MATERIALS PROVIDED —
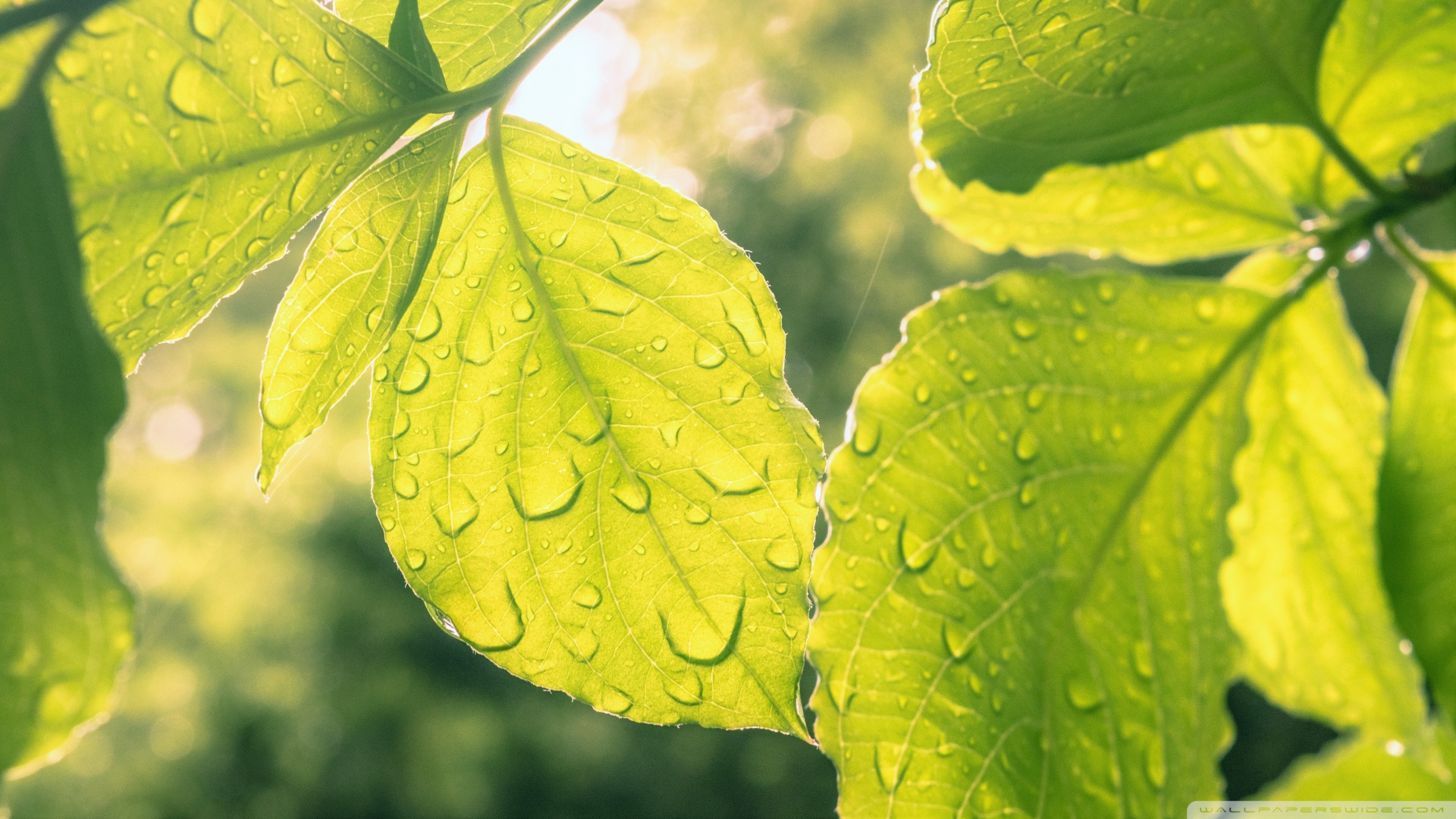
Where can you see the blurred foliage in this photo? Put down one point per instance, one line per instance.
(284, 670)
* * *
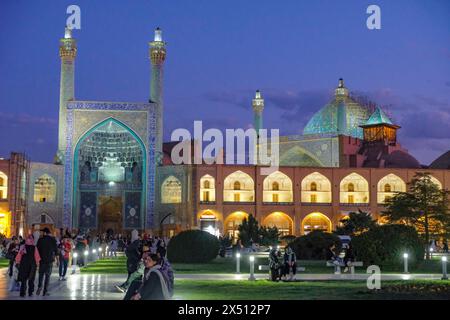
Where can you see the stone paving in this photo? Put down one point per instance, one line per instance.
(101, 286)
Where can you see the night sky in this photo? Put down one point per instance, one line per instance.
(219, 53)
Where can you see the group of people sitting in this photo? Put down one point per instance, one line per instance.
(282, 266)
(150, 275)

THE REQUEST — State how many lines of the records contain the word "blurred".

THE COMPLETED TASK — 1